▶ [Work instructions]: Exactly as written, retype the listing below, omitting the pictures.

▶ [Supplied records]:
-- BEGIN --

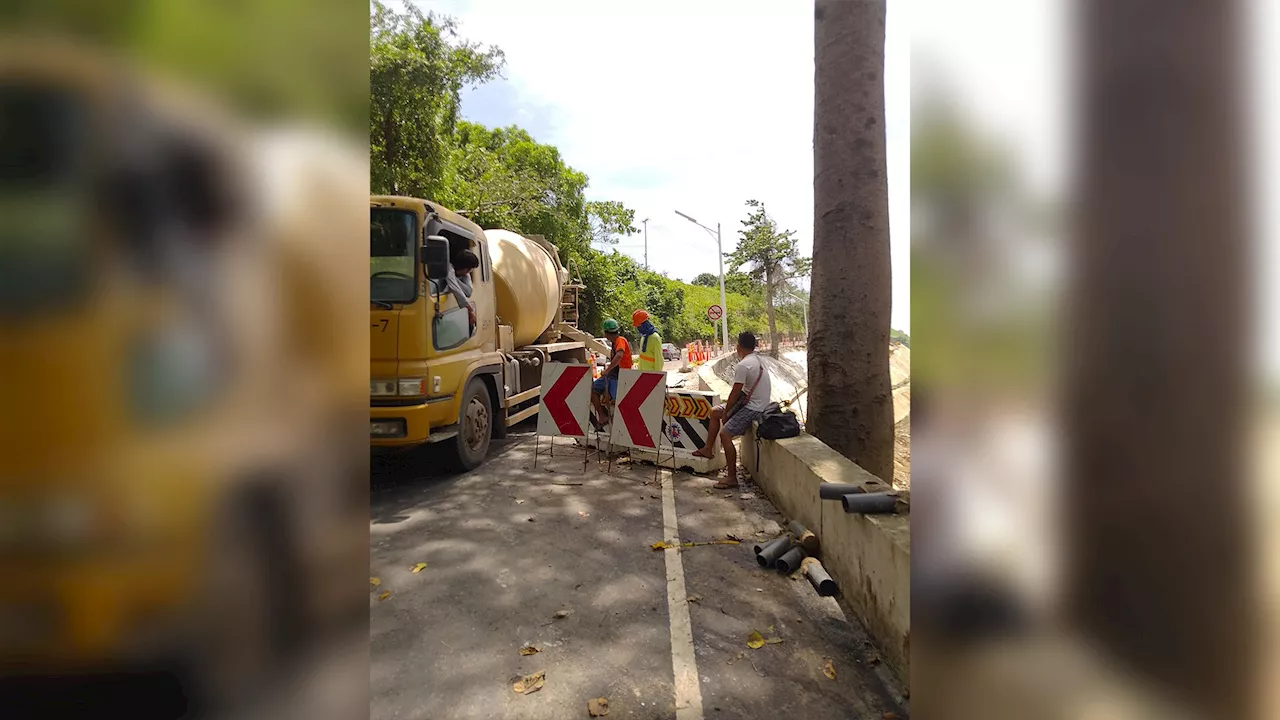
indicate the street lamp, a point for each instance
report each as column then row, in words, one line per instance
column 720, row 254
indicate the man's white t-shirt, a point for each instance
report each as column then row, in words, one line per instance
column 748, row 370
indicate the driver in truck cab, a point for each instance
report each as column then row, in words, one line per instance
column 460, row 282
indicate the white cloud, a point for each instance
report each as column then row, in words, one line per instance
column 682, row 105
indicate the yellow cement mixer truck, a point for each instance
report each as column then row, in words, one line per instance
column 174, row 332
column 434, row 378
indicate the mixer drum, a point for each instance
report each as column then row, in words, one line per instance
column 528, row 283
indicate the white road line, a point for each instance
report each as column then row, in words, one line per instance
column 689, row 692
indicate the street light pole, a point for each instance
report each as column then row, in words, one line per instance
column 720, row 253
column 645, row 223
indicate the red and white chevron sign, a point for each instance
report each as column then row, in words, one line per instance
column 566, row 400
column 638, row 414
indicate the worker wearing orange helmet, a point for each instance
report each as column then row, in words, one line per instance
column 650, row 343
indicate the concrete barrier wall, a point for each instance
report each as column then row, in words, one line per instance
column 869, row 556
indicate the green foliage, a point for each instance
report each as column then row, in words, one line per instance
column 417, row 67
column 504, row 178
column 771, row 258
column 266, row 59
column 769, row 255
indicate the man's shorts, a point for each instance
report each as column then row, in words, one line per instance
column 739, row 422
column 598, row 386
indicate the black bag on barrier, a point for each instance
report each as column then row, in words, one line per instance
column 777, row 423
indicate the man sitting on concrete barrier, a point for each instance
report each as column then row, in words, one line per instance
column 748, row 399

-- END --

▶ [Correct output]:
indicate the street lamp, a point for each instance
report each as column then row, in words, one line per instance
column 720, row 254
indicate the man's white t-shirt, a point for each instance
report each as column then row, in words, one line per instance
column 748, row 370
indicate the driver in truck cab, a point for each instance
report each as column then row, in words, one line per instance
column 460, row 282
indicate the white cloud, a point for each instance
report each as column then row, in words, one line per instance
column 682, row 105
indicate the yellow cement mixer truck, a point for each instance
report each as column then row, in words, one line per instance
column 174, row 332
column 434, row 378
indicate the mixer drum, a point for each instance
report each as column then row, in words, one line per instance
column 528, row 283
indicate the white road line, a point for each instance
report each as column then row, in words, one line per instance
column 689, row 692
indicate the street light pole, a point for each instance
report each as column then row, in words, one line per instance
column 720, row 253
column 645, row 223
indicate the red and white chevron sign, a point for each instance
report each as column then row, in words, one line per instance
column 566, row 400
column 638, row 414
indicate the worker wearing orange helmet, a point for each instance
report each as column then row, in words, one line per instance
column 650, row 343
indicate the concrete barrier wall, a point for each instance
report each as column then row, in words, one line per instance
column 869, row 556
indicate the green foliage, a point for each instance
report each as column then row, in words, one line per instance
column 417, row 67
column 504, row 178
column 771, row 258
column 266, row 59
column 769, row 255
indicate the man's shorts, a point for each instance
report each as column then row, in words, one line per instance
column 739, row 422
column 598, row 386
indicate the black bag on barrier, a point for each instance
report each as column then row, in words, one line per instance
column 777, row 423
indicate the man sitting on concrete barrier, a point for each instance
report each as column then row, in words, one line per instance
column 748, row 399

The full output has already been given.